* Begin Available data *

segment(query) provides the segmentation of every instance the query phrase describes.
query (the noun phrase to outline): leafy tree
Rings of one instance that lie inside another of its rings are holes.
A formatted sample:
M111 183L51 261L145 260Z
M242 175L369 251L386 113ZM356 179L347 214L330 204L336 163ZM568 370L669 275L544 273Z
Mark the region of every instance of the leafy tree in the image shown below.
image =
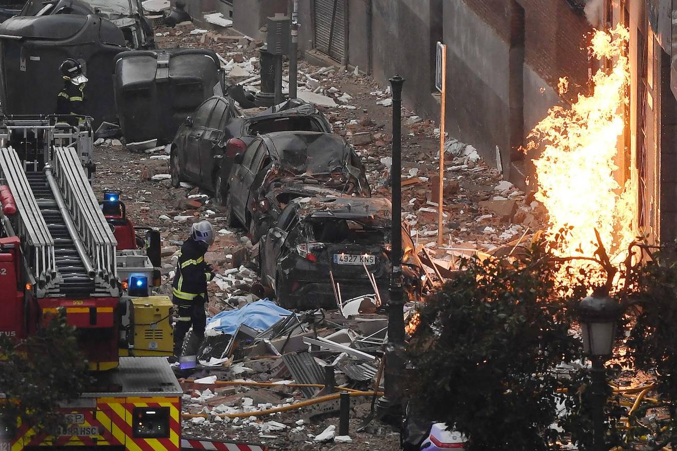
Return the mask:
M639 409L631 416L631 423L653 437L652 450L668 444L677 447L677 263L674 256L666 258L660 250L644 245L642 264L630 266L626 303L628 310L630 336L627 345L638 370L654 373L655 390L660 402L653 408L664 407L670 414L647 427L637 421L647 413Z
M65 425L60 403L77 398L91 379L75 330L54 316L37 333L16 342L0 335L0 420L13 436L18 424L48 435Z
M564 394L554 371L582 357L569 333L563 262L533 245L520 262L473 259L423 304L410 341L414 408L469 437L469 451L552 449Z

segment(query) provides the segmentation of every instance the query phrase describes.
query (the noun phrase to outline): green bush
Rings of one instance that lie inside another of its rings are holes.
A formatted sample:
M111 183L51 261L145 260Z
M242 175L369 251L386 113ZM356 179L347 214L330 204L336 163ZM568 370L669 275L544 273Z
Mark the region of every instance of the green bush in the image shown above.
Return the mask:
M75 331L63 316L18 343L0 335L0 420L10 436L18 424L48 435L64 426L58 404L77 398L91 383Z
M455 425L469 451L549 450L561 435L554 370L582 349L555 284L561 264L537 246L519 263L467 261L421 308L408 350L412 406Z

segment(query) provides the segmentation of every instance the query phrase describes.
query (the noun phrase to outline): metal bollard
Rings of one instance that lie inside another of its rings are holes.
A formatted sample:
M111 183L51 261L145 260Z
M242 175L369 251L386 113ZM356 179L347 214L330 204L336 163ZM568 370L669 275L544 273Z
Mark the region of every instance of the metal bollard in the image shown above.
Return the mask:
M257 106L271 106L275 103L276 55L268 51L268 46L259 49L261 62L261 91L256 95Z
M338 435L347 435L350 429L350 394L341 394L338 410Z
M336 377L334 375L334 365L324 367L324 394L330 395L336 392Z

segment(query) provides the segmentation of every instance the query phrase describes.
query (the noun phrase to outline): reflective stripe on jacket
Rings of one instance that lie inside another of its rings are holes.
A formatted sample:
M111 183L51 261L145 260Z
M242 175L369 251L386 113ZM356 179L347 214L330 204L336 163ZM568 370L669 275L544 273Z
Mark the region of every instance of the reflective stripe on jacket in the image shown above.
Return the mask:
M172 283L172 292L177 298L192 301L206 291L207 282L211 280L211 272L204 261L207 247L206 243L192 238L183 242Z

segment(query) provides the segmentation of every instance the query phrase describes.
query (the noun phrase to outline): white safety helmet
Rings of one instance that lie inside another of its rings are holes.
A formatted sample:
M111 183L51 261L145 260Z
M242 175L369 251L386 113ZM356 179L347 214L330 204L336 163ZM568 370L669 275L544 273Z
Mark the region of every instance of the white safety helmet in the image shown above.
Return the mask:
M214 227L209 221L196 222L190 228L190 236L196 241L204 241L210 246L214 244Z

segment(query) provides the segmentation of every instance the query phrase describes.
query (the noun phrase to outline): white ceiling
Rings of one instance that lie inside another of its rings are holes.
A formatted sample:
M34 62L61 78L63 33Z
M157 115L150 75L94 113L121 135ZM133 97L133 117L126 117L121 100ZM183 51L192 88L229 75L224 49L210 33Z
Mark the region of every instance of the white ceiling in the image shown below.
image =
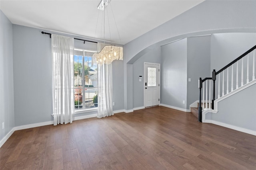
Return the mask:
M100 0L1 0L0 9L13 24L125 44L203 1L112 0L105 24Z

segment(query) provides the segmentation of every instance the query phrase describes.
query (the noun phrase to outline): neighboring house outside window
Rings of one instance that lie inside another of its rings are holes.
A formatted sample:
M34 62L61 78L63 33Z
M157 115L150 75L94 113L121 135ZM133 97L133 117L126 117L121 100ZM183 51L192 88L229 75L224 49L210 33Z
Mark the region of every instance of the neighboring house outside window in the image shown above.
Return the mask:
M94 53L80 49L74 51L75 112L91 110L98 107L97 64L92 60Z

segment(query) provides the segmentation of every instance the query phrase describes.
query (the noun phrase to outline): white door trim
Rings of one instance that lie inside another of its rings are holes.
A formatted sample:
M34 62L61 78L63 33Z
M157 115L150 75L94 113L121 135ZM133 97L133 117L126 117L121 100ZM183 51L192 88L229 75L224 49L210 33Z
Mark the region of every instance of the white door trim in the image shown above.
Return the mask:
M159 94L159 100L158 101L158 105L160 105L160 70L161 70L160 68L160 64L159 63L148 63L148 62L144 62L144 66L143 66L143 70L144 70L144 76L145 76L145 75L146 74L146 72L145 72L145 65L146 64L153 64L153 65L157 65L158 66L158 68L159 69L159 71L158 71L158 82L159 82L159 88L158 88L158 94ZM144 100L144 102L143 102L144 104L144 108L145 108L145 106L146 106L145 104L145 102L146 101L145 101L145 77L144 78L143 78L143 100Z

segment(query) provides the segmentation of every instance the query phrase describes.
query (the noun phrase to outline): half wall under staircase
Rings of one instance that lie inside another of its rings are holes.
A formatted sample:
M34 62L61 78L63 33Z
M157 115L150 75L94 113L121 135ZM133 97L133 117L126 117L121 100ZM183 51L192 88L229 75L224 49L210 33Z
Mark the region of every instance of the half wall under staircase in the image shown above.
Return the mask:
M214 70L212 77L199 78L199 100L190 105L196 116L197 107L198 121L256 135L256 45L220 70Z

* End Available data *

Short problem:
Are you able to set down all the lines above exactly, without any pictures?

Answer to this problem:
segment(query) provides the segmentation of every instance the query phrase describes.
query (the noun phrase to outline): leafy tree
Rings of one instance that lie inside another of its rings are holes.
A formatted sample:
M111 183L51 261L145 260Z
M242 175L369 251L386 113ZM356 179L347 214L330 204L336 163ZM568 370L669 275L544 273Z
Mark the region of every instance of the leafy tree in the image shown below.
image =
Return the mask:
M639 409L631 416L631 423L653 437L652 450L668 444L677 447L677 263L674 256L666 258L660 250L644 245L642 264L630 266L626 303L628 310L630 336L627 345L638 370L654 373L655 390L660 402L653 408L664 407L670 414L647 427L637 421L647 413Z
M65 425L60 403L77 398L91 379L75 330L54 316L37 333L16 342L0 335L0 420L13 436L18 424L48 435Z
M564 394L554 371L582 357L569 333L563 262L533 245L520 262L473 259L423 304L410 341L414 408L469 437L469 451L552 449Z

segment(query) provides the segmentation of every instance the query phrase describes.
query (the noun phrase to outline): green bush
Rings of one instance that lie inside another of its rings are holes.
A formatted sample:
M111 183L51 261L145 260Z
M242 175L369 251L386 113ZM356 179L347 214L330 204L336 163ZM568 370L669 275L544 273Z
Mark the region of every instance of the green bush in the image shown above.
Return the mask:
M75 331L63 316L18 343L0 335L0 420L10 436L18 424L48 435L64 426L58 404L77 398L91 383Z
M455 425L469 451L549 450L561 435L554 370L582 349L555 284L561 264L537 246L519 263L467 261L421 308L408 350L412 406Z

segment(query) provides the segmentation of every instance the query phrase describes.
query (the noun phrase to outline): metal bollard
Rings of one instance that lie inside another of its rings are holes.
A formatted sample:
M111 183L51 261L145 260Z
M242 175L369 251L386 113ZM356 179L347 214L330 204L336 163ZM568 370L669 275L544 273Z
Mark the region of every instance of the metal bollard in the image shown above.
Return the mask:
M257 106L271 106L275 103L276 55L268 51L268 46L259 49L261 62L261 91L256 95Z
M338 435L347 435L350 429L350 394L341 394L338 410Z
M336 377L334 375L334 365L324 367L324 394L330 395L336 392Z

segment(query) provides the segmentation of every instance the query phrase describes.
query (the noun phrase to outline): reflective stripe on jacket
Rings of one instance that lie inside another of its rings are holes.
A formatted sample:
M111 183L51 261L145 260Z
M242 175L369 251L386 113ZM356 179L347 214L330 204L336 163ZM568 370L669 275L544 273Z
Mark the region of every instance of the reflective stripe on jacket in the image shown above.
Return the mask:
M172 283L172 292L177 298L192 301L206 291L207 282L211 280L211 272L204 261L207 247L206 243L192 238L183 242Z

segment(query) provides the segmentation of every instance the query phrase describes.
query (the noun phrase to outline): white safety helmet
Rings of one instance that lie inside another of its rings are holes.
A formatted sample:
M111 183L51 261L145 260Z
M242 175L369 251L386 113ZM356 179L347 214L330 204L336 163ZM568 370L669 275L544 273Z
Mark the region of every instance of the white safety helmet in the image shown above.
Return the mask:
M214 227L209 221L196 222L190 228L190 236L196 241L204 241L210 246L214 244Z

segment(query) provides the segmentation of every instance the query phrase describes.
query (the noun phrase to outline): white ceiling
Rings of one instance that lie inside another of its rings are holes.
A formatted sample:
M34 62L61 78L63 33Z
M157 115L150 75L94 113L121 135ZM133 97L133 117L126 117L121 100ZM183 51L192 88L229 75L224 49L210 33Z
Mark the region of every instance of the white ceiling in the image shown below.
image =
Return the mask:
M100 0L1 0L0 9L13 24L125 44L203 1L112 0L105 24Z

segment(query) provides the segmentation of every instance the query phrase describes.
query (the noun phrase to outline): neighboring house outside window
Rings of one instance that lie inside another of its rings are holes.
A formatted sample:
M34 62L61 78L63 33Z
M157 115L150 75L94 113L121 135ZM133 97L133 117L126 117L121 100ZM183 51L192 88L229 75L224 49L210 33Z
Mark the region of every instance of the neighboring house outside window in the image shown above.
Return the mask:
M94 53L80 49L74 51L75 112L91 110L98 107L97 64L92 60Z

segment(query) provides the segmentation of every instance the query phrase describes.
query (the noun phrase to outline): white door trim
Rings of one instance that lie inside another of its rings are holes.
A formatted sample:
M34 62L61 78L63 33Z
M157 115L150 75L94 113L121 135ZM133 97L133 117L126 117L121 100ZM183 51L192 88L229 75L224 49L210 33Z
Mark the region of every instance of the white door trim in the image shown above.
Return the mask:
M159 94L159 100L158 101L158 105L160 105L160 70L161 70L160 68L160 64L159 63L148 63L148 62L144 62L144 66L143 66L143 70L144 70L144 76L145 76L145 75L146 74L146 72L145 72L145 65L146 64L153 64L153 65L157 65L158 66L158 68L159 69L159 71L158 71L158 82L159 82L159 88L158 88L158 94ZM144 100L144 102L143 102L144 104L144 108L145 108L145 106L146 106L145 104L145 102L146 101L145 101L145 77L144 78L143 78L143 100Z

segment(query) provides the segmentation of every instance the query phrase describes.
query (the noun phrase to outline): half wall under staircase
Rings of one instance that lie inside another of its rings are holes.
A formatted sample:
M34 62L61 78L63 33Z
M157 115L150 75L94 113L121 135ZM133 97L133 117L126 117L121 100ZM183 51L192 88L229 75L224 49L210 33Z
Mark the region of every instance of the half wall under staircase in the image shown above.
Return the mask:
M214 70L212 77L199 78L199 100L190 105L196 116L197 107L198 121L256 135L256 45L220 70Z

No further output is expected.